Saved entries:
►

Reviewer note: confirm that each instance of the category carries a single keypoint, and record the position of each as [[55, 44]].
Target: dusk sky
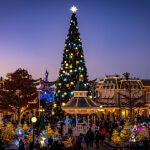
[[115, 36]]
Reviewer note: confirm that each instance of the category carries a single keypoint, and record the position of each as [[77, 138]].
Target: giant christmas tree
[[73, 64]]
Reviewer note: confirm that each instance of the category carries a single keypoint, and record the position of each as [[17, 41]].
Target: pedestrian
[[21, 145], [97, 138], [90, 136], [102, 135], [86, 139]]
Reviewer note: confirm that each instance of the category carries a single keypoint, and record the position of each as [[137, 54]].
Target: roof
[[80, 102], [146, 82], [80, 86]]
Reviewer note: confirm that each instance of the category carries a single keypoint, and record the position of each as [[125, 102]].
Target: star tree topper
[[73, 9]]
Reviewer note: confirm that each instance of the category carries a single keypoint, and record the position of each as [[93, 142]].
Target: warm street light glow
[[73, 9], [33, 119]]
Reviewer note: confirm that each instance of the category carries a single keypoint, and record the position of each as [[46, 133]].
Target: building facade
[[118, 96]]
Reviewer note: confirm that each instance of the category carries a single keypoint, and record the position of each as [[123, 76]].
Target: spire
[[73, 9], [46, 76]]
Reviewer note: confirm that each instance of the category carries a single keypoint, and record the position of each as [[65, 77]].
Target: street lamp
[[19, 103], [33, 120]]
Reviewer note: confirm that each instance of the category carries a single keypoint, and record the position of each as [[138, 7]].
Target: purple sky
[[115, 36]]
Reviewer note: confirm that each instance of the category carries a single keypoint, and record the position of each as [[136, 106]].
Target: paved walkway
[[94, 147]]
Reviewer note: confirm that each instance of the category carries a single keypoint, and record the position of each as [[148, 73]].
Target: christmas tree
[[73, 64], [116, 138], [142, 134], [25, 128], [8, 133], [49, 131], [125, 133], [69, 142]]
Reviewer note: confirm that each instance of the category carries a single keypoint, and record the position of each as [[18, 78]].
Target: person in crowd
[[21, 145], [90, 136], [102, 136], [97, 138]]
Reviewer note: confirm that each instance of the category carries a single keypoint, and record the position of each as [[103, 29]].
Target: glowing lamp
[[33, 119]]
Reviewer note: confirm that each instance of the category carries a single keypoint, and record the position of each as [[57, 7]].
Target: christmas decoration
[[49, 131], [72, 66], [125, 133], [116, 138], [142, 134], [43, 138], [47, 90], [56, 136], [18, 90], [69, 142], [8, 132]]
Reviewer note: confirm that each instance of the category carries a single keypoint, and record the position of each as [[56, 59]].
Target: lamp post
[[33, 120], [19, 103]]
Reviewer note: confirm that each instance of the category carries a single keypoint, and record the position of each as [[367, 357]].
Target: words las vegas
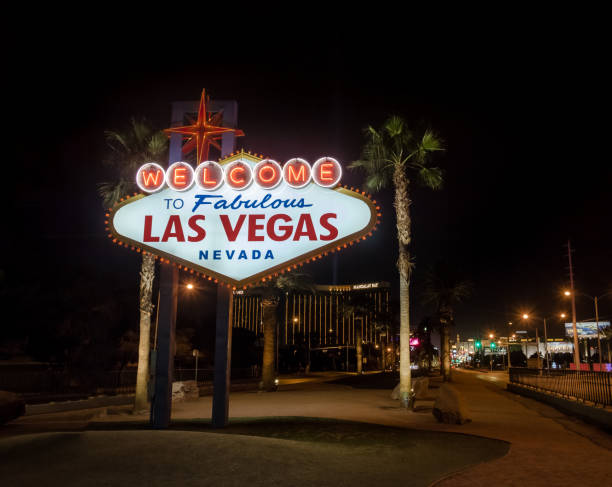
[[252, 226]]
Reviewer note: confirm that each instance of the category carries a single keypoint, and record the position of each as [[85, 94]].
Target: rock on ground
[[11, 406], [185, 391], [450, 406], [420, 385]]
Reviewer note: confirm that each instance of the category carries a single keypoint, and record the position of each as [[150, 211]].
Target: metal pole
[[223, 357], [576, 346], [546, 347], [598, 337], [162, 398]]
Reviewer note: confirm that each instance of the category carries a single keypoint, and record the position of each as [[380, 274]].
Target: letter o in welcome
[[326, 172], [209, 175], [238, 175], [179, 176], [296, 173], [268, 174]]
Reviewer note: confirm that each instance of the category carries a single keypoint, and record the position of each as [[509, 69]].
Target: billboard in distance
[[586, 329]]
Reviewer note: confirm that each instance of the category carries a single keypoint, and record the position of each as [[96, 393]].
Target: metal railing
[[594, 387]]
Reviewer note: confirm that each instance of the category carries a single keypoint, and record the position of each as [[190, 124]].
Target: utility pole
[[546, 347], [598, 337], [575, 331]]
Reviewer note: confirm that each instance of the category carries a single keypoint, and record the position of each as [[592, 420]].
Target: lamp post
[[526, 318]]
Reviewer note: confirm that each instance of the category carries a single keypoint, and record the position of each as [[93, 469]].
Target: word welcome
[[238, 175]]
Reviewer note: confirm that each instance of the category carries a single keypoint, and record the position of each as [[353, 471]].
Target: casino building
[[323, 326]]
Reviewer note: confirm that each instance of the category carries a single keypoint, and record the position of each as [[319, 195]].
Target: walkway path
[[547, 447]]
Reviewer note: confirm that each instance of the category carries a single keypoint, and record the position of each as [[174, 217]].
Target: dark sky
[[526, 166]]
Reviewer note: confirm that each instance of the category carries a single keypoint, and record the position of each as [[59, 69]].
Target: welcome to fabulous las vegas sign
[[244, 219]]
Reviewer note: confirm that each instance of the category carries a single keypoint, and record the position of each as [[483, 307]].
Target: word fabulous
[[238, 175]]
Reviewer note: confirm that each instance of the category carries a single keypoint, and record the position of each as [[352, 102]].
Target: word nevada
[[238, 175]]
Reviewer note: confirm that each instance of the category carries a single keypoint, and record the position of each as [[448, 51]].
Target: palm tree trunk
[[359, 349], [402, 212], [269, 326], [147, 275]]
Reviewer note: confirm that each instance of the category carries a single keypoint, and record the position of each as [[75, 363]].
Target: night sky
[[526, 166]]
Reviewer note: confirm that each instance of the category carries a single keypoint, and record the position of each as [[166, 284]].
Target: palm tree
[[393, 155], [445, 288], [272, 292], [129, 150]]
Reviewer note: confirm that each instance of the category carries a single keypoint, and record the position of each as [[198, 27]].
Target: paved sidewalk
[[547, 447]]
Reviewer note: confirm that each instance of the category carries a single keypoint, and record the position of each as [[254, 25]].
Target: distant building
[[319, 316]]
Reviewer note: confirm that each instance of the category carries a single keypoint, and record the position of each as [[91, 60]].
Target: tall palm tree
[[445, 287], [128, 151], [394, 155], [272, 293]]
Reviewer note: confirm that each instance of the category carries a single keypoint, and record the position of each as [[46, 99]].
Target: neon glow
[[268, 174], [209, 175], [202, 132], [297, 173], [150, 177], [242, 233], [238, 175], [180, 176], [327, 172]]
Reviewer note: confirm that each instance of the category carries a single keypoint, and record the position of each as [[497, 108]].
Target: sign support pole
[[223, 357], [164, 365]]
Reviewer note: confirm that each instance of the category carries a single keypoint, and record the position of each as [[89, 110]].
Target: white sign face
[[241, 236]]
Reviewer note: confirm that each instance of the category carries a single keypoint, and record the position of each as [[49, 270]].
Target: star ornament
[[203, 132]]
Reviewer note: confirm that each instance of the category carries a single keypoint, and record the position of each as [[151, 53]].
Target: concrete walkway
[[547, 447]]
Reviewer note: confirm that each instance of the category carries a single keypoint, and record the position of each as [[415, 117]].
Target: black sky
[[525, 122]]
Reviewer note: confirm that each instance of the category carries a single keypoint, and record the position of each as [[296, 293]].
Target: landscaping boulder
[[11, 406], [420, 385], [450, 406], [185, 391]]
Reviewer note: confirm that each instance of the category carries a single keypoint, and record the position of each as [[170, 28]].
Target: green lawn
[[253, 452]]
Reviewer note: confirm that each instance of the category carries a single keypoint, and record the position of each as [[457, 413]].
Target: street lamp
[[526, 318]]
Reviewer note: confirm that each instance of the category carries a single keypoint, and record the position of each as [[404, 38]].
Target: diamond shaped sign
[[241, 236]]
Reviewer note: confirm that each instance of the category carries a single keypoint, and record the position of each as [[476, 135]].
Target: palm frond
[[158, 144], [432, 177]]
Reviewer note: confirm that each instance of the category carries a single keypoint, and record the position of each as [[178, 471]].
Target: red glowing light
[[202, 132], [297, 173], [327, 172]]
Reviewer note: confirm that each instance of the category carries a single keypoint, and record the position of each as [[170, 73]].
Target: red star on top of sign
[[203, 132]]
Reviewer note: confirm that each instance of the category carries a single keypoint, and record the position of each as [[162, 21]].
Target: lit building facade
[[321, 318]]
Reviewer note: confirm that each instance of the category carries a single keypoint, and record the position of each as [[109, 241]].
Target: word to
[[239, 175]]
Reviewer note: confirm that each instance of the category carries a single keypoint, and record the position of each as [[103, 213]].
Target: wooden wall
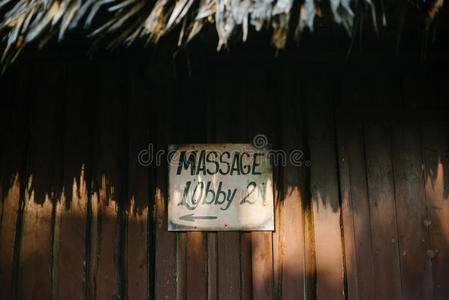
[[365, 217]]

◄

→ EXERCISE DESCRIPTION: Write out each line of the data above exactly, starting at the top and finishing with the line containing "as [[17, 41]]."; omit the pictures.

→ ANSWER FOR THIS EXERCISE:
Reviewer note: confirm that each instance of the category carries a single keypoint, and record the position of each as [[55, 44]].
Target: dusk sky
[[115, 36]]
Reviewer note: confirm that each instance of the category carries a single keypoint, and record the position of each as [[77, 138]].
Target: giant christmas tree
[[73, 64]]
Reviewer note: confirm that each instance of the category carries a single keypoint, and record the position of each as [[17, 41]].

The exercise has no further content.